Opdracht:
Wil je de regels vanaf het begin van de gegevens tot en met de regel met "of the blue" woord voor woord overnemen?

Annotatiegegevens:
⟨
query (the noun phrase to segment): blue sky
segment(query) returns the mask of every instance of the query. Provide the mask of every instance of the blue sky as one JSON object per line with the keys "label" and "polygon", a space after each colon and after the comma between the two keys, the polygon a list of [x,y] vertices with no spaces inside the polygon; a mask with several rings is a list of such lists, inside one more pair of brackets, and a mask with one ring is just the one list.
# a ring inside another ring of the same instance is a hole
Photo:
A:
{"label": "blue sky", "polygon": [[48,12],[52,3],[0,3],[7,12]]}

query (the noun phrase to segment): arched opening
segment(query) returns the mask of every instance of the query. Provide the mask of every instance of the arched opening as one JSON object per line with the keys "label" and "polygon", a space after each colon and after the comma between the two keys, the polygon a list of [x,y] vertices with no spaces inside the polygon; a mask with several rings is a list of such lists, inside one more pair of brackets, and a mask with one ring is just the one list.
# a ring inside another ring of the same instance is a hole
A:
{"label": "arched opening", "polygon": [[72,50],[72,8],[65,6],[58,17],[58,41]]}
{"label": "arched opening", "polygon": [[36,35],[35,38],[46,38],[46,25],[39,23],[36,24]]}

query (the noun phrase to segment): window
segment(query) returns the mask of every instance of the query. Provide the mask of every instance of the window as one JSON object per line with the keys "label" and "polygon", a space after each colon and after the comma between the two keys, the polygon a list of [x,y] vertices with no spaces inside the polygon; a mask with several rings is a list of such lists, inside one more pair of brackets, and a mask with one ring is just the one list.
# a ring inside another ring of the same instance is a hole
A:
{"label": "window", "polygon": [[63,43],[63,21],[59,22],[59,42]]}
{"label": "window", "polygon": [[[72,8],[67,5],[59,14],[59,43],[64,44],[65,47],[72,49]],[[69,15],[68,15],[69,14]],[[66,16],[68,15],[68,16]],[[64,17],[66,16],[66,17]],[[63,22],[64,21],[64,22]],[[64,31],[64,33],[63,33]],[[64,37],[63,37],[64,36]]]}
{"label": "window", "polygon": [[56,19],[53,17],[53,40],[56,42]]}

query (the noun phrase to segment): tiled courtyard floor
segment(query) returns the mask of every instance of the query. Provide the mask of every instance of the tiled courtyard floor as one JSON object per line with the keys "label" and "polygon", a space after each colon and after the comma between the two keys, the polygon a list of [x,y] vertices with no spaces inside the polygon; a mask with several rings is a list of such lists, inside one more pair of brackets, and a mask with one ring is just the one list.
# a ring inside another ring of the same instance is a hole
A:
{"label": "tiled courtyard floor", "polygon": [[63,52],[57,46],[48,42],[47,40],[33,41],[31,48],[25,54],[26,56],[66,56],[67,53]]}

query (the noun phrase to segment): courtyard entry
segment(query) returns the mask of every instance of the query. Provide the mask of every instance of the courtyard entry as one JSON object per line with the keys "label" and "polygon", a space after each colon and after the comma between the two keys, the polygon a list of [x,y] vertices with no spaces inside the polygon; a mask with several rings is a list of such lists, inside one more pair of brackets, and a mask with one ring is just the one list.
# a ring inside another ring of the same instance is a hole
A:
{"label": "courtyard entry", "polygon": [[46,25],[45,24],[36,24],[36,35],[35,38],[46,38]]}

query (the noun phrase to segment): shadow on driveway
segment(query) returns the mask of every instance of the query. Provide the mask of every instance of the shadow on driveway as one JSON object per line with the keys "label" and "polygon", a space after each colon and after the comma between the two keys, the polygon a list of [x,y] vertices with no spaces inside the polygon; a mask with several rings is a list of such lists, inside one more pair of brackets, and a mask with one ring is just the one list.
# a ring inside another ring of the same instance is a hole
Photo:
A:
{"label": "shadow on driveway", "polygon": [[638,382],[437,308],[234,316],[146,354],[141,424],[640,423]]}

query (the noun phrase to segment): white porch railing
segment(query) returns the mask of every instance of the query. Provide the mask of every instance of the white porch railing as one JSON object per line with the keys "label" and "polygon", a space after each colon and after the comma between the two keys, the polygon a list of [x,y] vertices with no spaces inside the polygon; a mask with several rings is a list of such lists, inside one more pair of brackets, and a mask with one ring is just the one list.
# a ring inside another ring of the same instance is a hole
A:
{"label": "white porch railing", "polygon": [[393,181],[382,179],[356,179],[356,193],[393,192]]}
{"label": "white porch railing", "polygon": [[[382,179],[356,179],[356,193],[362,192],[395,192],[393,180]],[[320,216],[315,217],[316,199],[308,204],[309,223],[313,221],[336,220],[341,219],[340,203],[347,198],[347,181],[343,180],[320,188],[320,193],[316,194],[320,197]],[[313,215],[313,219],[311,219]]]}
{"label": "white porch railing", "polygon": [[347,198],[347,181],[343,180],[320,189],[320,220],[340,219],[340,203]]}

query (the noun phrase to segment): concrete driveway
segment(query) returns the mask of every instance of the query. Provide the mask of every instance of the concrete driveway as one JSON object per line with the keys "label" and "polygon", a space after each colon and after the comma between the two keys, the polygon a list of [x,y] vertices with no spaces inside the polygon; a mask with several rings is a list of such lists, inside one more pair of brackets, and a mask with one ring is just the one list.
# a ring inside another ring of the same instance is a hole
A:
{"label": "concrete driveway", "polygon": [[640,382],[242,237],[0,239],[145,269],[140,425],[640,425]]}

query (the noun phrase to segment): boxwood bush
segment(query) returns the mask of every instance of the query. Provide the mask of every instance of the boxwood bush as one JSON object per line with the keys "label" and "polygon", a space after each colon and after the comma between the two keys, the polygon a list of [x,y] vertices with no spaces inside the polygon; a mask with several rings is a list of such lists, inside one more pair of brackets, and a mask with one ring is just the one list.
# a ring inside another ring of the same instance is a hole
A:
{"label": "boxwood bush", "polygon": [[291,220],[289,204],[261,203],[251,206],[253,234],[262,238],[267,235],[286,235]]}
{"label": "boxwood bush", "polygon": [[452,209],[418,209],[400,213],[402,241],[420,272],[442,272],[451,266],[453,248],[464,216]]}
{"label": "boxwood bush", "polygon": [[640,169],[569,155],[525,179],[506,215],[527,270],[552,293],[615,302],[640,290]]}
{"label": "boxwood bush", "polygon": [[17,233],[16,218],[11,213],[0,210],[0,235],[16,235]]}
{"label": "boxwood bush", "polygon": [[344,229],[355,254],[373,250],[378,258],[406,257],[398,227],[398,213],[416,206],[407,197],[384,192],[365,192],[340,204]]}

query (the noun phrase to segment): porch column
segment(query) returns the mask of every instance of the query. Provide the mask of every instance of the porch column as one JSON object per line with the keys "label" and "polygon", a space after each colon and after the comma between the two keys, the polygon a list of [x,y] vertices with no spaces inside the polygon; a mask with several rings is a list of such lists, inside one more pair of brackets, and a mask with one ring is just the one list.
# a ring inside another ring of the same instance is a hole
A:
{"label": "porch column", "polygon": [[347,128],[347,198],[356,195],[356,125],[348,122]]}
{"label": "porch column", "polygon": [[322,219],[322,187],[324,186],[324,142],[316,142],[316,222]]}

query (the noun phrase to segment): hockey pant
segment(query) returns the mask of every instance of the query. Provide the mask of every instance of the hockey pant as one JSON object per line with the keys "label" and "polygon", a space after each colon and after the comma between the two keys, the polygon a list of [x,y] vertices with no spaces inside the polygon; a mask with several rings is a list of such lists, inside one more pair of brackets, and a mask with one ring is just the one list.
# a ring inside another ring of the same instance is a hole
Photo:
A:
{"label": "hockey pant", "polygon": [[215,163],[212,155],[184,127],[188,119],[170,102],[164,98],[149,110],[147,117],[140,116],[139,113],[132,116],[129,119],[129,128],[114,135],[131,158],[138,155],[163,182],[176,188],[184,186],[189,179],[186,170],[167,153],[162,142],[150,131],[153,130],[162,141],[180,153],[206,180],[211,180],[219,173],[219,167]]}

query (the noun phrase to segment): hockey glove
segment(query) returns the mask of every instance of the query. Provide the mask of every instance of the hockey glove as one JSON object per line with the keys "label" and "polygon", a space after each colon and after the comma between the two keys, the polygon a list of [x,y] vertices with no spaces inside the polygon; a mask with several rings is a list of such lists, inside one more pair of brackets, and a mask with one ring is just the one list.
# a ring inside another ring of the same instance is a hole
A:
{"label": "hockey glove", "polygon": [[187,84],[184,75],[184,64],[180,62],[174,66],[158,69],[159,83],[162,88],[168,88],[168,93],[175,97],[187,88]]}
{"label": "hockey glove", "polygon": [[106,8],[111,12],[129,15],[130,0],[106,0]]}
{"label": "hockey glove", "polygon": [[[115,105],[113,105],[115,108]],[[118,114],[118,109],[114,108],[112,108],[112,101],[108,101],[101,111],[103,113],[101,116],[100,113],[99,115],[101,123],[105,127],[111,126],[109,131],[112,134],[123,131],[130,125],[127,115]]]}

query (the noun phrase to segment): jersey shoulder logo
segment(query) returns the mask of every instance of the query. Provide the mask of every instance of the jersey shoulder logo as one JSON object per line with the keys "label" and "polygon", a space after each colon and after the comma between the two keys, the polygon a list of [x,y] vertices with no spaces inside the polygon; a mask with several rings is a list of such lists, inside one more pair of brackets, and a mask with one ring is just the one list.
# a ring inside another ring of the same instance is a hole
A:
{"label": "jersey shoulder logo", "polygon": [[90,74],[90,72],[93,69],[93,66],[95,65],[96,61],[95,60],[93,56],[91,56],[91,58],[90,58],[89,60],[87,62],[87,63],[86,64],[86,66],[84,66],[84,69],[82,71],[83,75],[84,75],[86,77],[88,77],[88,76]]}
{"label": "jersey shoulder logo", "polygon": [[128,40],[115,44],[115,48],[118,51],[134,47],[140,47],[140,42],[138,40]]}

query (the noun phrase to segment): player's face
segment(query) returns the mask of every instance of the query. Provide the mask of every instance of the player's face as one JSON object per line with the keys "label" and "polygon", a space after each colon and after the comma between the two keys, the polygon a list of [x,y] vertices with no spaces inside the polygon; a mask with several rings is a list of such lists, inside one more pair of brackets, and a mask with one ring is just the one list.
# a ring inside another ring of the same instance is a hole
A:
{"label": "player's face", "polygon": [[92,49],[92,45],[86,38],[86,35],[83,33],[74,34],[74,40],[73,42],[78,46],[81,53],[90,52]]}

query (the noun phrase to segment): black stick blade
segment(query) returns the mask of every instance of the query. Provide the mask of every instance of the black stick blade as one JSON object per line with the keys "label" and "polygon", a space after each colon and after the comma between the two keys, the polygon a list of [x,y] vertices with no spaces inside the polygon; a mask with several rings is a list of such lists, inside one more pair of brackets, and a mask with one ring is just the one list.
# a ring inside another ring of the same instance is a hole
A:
⟩
Uitgewerkt antwoord:
query (the noun phrase to segment): blue sky
segment(query) returns the mask of every instance of the query. Provide the mask of every instance of the blue sky as one JSON object per line with the keys "label" and "polygon", a space after each colon and after the comma between the two keys, the polygon a list of [x,y] vertices with no spaces inside the polygon; a mask with several rings is a list of such lists, inside one more pair of brackets, and a mask with one ring is just the one list.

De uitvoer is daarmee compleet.